== Material provided
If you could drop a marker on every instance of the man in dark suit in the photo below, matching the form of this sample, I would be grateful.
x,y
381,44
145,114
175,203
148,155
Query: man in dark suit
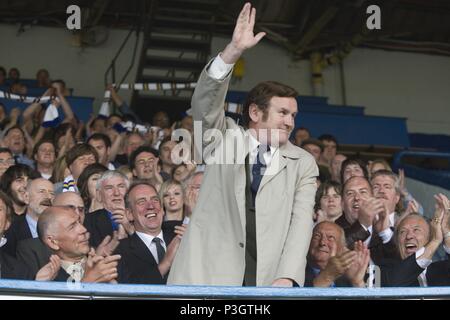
x,y
148,254
366,219
330,263
60,228
111,189
40,194
417,241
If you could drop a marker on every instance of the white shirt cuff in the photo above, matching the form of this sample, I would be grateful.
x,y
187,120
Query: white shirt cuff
x,y
219,69
423,263
386,235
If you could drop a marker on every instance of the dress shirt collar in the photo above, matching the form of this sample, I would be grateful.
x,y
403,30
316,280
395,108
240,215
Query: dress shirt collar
x,y
32,225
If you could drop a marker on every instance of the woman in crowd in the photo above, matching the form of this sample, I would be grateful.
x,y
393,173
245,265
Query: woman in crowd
x,y
87,183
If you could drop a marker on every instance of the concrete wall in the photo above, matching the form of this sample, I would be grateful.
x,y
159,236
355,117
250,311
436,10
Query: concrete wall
x,y
386,83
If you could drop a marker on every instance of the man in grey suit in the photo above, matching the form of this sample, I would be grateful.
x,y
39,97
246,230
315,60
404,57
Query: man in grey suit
x,y
253,220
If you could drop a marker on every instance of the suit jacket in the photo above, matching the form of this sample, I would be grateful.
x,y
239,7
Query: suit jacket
x,y
378,249
137,264
11,268
310,276
212,251
19,230
34,254
99,225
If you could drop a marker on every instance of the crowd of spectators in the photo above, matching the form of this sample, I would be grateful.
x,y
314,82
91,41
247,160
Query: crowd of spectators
x,y
102,202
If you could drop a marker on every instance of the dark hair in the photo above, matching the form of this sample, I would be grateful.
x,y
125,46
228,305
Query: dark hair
x,y
323,189
100,136
12,128
356,161
5,150
79,150
82,182
9,206
40,143
261,95
328,137
313,141
140,150
14,172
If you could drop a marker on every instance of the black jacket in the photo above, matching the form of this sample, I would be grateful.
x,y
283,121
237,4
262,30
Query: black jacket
x,y
137,264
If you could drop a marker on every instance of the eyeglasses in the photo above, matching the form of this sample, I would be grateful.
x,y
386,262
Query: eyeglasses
x,y
7,161
79,209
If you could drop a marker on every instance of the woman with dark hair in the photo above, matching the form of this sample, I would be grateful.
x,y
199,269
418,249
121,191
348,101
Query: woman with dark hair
x,y
328,202
87,186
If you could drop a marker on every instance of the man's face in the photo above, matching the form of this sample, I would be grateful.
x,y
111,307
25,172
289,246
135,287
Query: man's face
x,y
6,161
355,192
112,193
15,141
280,120
72,237
45,154
166,150
325,243
144,165
80,163
314,150
331,204
19,190
173,198
102,150
336,165
146,210
4,223
384,187
329,150
134,141
40,195
72,201
352,170
413,234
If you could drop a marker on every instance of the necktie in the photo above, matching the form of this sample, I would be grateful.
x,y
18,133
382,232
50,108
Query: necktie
x,y
159,249
258,169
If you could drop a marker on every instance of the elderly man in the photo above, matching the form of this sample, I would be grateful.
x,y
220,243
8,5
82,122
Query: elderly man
x,y
366,218
40,194
233,238
148,254
60,228
330,263
417,241
111,189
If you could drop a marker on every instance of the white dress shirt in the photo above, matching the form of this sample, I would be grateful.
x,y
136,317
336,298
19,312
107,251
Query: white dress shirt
x,y
148,240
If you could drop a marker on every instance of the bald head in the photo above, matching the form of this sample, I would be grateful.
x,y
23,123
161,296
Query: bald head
x,y
49,220
71,200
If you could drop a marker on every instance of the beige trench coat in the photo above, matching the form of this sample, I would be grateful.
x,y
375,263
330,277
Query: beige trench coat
x,y
212,251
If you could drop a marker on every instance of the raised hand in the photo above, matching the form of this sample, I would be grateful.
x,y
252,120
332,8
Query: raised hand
x,y
50,270
243,36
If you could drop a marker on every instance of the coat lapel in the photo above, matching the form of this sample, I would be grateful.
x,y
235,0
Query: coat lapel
x,y
279,162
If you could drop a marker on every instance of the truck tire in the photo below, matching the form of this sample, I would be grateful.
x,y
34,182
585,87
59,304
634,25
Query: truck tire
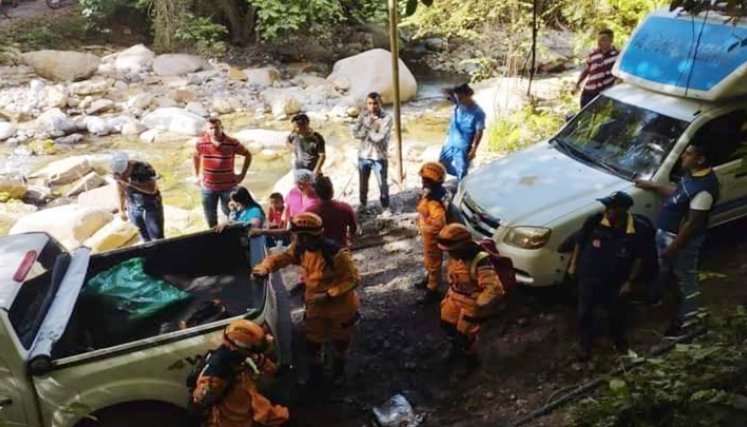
x,y
136,414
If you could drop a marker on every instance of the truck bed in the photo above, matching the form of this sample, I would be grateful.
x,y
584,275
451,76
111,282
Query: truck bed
x,y
210,266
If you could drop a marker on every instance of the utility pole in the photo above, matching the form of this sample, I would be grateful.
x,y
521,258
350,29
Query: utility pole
x,y
394,46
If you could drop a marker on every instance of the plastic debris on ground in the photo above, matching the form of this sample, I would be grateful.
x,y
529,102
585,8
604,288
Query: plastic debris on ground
x,y
397,412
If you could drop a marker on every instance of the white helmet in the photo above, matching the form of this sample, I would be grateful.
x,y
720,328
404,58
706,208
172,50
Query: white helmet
x,y
119,162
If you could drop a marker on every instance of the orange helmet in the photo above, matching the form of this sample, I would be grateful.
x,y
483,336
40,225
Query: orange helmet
x,y
453,236
434,171
307,222
247,335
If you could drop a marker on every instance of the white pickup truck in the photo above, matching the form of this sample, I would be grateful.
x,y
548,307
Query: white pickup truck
x,y
685,79
63,365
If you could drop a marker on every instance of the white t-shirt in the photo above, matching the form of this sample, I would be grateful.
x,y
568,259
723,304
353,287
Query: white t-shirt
x,y
702,201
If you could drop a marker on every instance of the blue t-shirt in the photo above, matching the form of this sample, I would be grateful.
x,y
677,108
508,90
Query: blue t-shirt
x,y
465,122
244,216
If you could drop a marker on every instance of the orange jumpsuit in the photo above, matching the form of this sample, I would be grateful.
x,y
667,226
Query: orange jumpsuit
x,y
431,219
242,405
473,286
332,319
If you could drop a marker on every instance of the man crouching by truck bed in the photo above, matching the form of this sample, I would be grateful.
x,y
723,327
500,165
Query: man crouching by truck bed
x,y
225,394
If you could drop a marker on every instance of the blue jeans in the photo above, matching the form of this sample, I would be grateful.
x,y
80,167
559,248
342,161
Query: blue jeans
x,y
684,267
210,199
148,219
379,168
455,160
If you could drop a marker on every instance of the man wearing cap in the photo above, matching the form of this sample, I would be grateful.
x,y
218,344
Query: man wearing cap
x,y
473,287
431,219
138,195
331,300
606,260
465,131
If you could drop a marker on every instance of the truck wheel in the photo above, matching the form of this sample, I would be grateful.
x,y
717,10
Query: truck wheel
x,y
136,414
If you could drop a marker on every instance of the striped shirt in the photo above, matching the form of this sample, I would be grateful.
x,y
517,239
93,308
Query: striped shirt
x,y
218,162
600,66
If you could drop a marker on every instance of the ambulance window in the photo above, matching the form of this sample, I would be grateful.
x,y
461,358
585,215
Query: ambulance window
x,y
726,136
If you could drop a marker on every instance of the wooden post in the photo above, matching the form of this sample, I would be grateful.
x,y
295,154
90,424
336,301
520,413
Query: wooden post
x,y
394,46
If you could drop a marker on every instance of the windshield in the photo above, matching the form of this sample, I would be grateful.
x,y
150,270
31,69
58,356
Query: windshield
x,y
621,138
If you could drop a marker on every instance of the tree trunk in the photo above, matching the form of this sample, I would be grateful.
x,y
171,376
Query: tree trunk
x,y
240,16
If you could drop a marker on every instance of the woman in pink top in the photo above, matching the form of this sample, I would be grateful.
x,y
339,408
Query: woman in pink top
x,y
302,196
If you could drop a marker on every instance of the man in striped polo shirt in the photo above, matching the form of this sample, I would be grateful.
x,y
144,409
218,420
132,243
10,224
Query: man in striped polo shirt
x,y
214,167
598,70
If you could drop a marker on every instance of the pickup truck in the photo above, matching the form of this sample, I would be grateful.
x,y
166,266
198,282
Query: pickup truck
x,y
63,364
685,79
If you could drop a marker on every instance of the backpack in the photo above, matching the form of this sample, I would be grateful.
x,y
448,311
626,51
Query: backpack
x,y
502,265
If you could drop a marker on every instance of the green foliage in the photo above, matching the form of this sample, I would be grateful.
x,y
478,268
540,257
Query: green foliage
x,y
510,132
691,386
280,17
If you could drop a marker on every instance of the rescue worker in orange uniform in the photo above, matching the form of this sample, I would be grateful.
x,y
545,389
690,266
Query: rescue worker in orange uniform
x,y
226,385
474,286
431,219
331,300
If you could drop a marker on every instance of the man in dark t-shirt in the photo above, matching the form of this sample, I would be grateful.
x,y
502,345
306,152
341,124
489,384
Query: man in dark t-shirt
x,y
139,197
607,258
307,145
340,223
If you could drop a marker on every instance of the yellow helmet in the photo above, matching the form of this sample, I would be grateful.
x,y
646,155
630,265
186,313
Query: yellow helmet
x,y
453,236
246,335
434,171
308,223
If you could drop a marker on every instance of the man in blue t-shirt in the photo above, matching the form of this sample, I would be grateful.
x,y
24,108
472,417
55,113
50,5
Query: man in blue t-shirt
x,y
465,132
682,224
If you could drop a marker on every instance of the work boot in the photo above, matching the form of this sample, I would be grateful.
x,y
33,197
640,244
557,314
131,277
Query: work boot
x,y
338,371
428,298
316,375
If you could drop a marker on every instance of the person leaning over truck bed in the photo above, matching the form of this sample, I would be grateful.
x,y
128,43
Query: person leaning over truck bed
x,y
138,195
331,300
683,220
225,393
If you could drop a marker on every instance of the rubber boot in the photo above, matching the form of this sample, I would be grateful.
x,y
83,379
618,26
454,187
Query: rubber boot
x,y
338,371
428,298
316,375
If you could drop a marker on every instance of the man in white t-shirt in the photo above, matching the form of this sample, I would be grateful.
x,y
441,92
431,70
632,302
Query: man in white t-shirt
x,y
682,224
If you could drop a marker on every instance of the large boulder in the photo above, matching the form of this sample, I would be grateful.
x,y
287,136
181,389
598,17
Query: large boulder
x,y
7,130
104,198
371,71
134,59
70,224
112,236
90,181
55,121
178,64
261,77
175,120
62,65
64,171
284,102
12,186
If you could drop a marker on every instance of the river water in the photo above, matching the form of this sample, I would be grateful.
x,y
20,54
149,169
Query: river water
x,y
424,123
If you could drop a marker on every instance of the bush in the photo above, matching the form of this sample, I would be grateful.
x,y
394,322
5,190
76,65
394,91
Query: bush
x,y
516,130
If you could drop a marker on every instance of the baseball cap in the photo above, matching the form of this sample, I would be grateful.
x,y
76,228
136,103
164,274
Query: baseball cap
x,y
119,162
617,199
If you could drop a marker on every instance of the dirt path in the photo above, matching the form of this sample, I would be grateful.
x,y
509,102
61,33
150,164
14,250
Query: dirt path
x,y
26,9
528,350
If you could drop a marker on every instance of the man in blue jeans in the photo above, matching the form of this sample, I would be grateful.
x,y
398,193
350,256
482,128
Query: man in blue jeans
x,y
138,195
373,128
682,224
465,132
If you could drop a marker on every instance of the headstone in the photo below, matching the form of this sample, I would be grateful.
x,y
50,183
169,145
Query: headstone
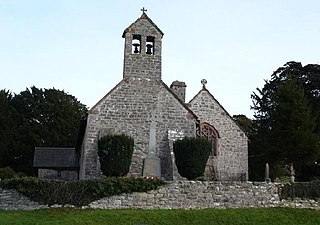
x,y
151,164
292,174
267,176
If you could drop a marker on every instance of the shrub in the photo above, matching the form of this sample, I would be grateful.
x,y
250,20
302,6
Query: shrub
x,y
304,190
8,172
77,193
191,156
115,153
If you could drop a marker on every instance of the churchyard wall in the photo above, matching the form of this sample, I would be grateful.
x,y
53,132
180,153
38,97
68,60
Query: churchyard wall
x,y
180,195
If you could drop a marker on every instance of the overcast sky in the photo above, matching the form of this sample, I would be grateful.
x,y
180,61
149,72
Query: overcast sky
x,y
76,45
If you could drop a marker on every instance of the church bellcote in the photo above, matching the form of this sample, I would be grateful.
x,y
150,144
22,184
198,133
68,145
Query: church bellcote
x,y
142,49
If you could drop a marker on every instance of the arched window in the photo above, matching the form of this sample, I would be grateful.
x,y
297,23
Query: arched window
x,y
207,131
136,44
150,45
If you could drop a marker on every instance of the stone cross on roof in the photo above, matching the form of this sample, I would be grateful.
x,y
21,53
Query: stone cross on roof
x,y
144,10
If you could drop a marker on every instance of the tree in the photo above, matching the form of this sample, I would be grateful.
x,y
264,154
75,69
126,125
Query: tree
x,y
43,117
8,128
287,118
245,123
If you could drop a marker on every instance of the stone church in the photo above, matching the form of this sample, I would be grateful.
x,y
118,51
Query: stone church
x,y
141,100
====
### Task requirements
Write out every line of the entries that holds the word "below".

### Task result
If you could drop a marker on every instance of the man in dark suit in the photo below, matching the form of this sample, I would be grateful.
If you could drop a marker on every instance of the truck tire in the photo below, matching the form of this sample, I would be grateful.
If you could drop a marker on every instance of the headstone in the photo below, matching the form of this sample, I would be grateful.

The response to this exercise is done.